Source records

● ● ● ● ●

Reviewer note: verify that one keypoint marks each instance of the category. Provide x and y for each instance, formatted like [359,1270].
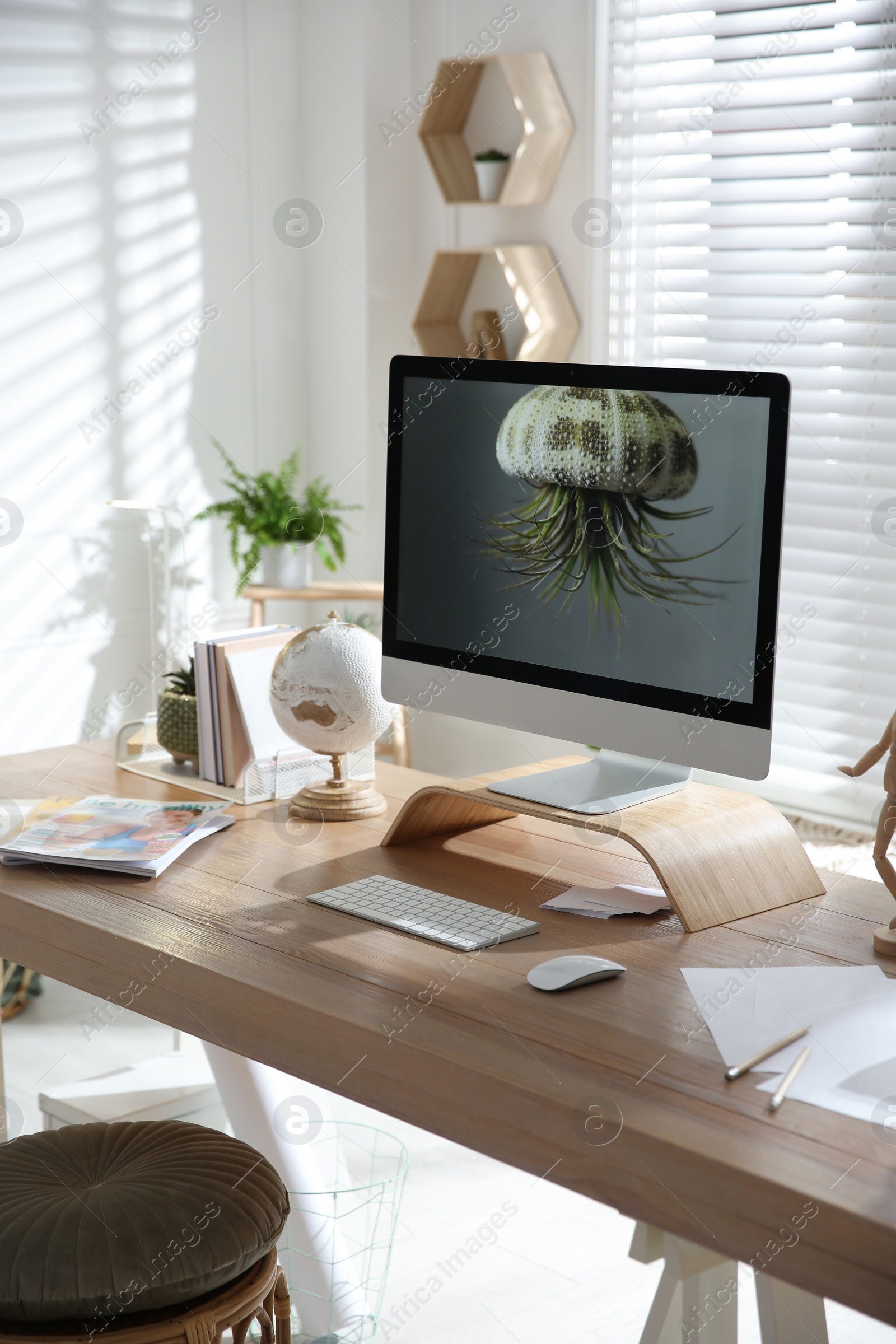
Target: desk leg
[698,1295]
[787,1315]
[696,1298]
[3,1088]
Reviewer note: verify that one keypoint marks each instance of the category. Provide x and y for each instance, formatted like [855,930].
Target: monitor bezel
[719,384]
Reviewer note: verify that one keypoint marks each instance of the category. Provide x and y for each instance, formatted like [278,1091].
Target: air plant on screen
[601,464]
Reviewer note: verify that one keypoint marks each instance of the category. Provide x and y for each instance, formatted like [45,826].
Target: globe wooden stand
[718,855]
[339,799]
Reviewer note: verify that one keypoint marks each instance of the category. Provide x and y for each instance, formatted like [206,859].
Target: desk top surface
[223,945]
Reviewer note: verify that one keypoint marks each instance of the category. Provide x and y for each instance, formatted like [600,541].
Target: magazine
[117,835]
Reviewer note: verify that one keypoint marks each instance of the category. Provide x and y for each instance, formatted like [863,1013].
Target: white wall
[171,209]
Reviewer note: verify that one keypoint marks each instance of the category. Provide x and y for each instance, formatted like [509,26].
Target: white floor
[559,1269]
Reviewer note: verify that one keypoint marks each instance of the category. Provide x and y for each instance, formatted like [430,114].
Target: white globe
[325,689]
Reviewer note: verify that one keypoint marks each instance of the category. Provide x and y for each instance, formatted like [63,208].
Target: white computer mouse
[568,972]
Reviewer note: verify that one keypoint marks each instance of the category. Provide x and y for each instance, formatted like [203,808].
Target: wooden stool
[260,1294]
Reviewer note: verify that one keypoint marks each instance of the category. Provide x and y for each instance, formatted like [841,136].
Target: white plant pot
[288,566]
[491,176]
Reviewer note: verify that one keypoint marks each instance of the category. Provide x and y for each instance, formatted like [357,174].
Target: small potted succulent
[269,526]
[491,170]
[176,727]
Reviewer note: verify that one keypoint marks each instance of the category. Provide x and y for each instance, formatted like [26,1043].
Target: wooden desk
[324,592]
[226,948]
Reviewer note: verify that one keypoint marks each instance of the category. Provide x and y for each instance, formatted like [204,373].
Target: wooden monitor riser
[718,855]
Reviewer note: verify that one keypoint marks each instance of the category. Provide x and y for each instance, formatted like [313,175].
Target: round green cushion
[102,1220]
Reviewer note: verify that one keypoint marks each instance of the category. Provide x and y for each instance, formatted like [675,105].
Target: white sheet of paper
[852,1067]
[602,902]
[250,673]
[747,1010]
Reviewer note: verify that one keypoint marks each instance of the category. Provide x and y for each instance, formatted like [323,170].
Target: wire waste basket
[339,1238]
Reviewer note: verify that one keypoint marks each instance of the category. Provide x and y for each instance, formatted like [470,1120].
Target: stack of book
[237,724]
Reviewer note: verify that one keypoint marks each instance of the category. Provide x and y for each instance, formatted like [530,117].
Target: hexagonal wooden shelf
[547,128]
[534,276]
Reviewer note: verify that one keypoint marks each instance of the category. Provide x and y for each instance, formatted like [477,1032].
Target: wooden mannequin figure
[884,937]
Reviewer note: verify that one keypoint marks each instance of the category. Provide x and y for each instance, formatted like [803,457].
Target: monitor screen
[612,531]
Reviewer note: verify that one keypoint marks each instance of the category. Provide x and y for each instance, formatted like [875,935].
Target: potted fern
[269,526]
[491,170]
[176,727]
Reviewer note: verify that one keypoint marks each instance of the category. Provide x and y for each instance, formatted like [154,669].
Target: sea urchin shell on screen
[600,461]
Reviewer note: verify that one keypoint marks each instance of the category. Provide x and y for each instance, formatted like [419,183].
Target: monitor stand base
[610,783]
[718,855]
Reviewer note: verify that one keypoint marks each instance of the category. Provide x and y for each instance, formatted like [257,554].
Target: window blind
[753,167]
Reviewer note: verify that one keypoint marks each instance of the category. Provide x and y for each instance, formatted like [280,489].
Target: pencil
[763,1054]
[789,1077]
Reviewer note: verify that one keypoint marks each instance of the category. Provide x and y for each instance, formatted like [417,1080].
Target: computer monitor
[589,553]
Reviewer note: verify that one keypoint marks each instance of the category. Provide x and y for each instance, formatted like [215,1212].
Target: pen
[763,1054]
[789,1077]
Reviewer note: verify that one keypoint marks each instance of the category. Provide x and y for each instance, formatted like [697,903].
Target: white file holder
[274,777]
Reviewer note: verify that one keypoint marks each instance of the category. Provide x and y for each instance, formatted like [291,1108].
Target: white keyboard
[429,914]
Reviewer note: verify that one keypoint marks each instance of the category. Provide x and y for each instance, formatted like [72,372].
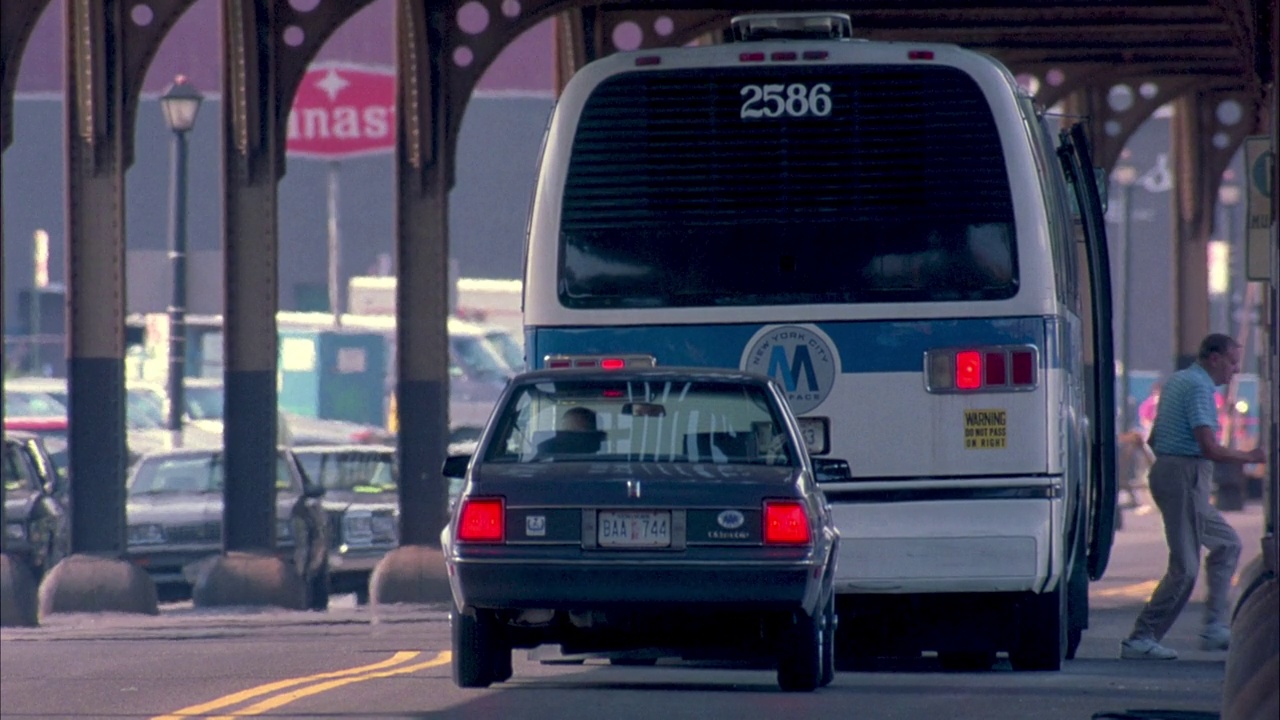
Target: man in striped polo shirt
[1184,440]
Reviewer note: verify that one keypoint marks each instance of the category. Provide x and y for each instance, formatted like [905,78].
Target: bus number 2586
[794,100]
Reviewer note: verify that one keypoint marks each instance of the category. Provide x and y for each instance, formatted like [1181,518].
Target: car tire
[800,652]
[1042,632]
[474,660]
[828,642]
[318,589]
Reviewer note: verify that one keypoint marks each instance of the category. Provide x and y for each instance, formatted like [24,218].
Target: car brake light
[603,361]
[786,523]
[481,519]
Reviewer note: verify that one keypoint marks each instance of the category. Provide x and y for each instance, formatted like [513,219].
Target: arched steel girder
[1116,104]
[265,72]
[17,22]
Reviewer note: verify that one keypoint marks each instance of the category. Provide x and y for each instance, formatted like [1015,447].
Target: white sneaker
[1144,648]
[1215,637]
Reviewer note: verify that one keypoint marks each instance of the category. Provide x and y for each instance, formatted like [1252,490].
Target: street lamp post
[181,104]
[1125,176]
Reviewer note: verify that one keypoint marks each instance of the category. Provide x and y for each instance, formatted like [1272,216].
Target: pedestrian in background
[1185,442]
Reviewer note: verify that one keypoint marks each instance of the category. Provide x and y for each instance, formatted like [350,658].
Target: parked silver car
[174,509]
[362,504]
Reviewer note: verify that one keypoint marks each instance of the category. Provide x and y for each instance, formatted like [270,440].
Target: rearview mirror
[831,469]
[456,465]
[644,410]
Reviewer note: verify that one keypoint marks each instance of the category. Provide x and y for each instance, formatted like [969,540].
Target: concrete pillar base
[411,573]
[17,595]
[247,579]
[1249,689]
[92,583]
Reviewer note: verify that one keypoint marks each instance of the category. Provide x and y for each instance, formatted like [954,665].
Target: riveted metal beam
[95,112]
[266,48]
[423,177]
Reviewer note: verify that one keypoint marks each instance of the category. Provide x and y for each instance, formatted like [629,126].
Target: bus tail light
[981,369]
[481,519]
[786,523]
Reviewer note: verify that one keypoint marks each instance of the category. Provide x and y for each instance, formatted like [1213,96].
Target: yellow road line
[444,657]
[1136,591]
[400,657]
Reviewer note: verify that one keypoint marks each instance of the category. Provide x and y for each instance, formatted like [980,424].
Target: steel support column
[251,145]
[423,251]
[17,21]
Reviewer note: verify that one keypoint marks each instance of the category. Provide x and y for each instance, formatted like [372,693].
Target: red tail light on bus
[981,369]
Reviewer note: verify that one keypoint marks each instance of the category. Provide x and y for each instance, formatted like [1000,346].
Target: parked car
[643,513]
[362,504]
[508,345]
[174,509]
[37,527]
[26,397]
[51,432]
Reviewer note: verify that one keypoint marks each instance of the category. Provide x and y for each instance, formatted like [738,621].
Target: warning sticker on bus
[984,429]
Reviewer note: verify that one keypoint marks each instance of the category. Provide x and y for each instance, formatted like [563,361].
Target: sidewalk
[1139,554]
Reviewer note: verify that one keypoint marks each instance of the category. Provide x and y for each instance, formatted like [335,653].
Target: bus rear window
[675,196]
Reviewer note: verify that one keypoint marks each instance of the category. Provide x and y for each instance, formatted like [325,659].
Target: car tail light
[786,523]
[481,519]
[603,361]
[981,369]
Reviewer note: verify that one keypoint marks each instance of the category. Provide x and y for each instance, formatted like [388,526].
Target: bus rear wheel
[1042,632]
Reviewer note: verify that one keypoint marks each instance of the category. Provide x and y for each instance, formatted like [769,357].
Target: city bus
[915,251]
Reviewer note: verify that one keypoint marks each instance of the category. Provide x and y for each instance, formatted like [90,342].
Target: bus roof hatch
[792,26]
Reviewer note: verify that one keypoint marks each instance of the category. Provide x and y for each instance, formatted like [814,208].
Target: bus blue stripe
[878,346]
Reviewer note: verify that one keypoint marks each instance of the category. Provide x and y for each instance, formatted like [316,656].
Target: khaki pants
[1180,488]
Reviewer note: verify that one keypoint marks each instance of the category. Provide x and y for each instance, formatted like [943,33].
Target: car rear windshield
[641,422]
[896,192]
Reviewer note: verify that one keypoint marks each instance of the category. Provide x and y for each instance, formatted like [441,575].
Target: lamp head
[181,104]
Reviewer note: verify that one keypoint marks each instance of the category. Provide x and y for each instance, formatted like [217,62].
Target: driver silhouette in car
[576,433]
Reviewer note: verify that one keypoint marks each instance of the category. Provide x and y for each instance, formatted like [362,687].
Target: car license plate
[816,433]
[634,529]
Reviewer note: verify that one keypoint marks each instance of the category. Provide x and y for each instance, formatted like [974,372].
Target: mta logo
[800,359]
[790,373]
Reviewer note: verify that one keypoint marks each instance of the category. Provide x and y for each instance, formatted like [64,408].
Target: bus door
[1078,163]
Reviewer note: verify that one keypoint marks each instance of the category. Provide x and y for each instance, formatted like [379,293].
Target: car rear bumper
[498,584]
[356,560]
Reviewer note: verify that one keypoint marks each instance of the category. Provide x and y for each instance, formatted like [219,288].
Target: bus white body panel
[950,492]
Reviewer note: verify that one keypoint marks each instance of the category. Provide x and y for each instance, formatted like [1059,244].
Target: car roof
[643,373]
[352,447]
[35,383]
[35,423]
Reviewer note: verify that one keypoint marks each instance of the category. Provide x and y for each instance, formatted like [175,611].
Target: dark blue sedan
[643,513]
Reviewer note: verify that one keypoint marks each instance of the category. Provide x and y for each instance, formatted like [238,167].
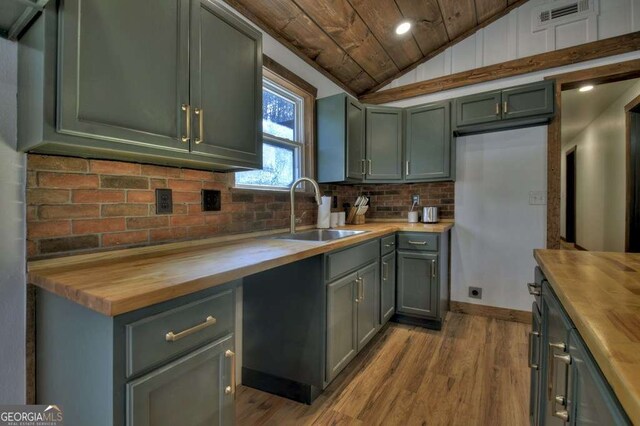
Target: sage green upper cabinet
[477,109]
[340,139]
[529,100]
[164,82]
[120,78]
[224,49]
[427,143]
[384,143]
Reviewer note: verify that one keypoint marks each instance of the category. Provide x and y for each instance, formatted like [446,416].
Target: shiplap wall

● ● ● ● ●

▶ _Instruction_
Produce an exact reproduction of the lines from the line containing "formatted like [1059,244]." through the last line of the records. Any picture is left out.

▶ _Exercise solution_
Reviewer note: verify that one keypoint marks each instance of the category. Provide x and y for each instance, formatted like [1059,244].
Target: car roof
[643,373]
[352,447]
[35,383]
[35,423]
Reviewer note: verify that one keypoint marks each instance of the category. Provide x and y for each instance, formatted like [175,611].
Target: dark blue sedan
[643,513]
Reviewer note: verify that one keypoint marks each instance of the category. Provide x and y for each instance, formatted like [238,167].
Target: sage green upper cabinet
[477,109]
[340,139]
[529,100]
[164,82]
[120,78]
[224,49]
[427,143]
[384,143]
Reviewer note: verify that one keypoint marks each instance of the category. Provide x and y for each instance, formatted like [446,416].
Target: shiplap wall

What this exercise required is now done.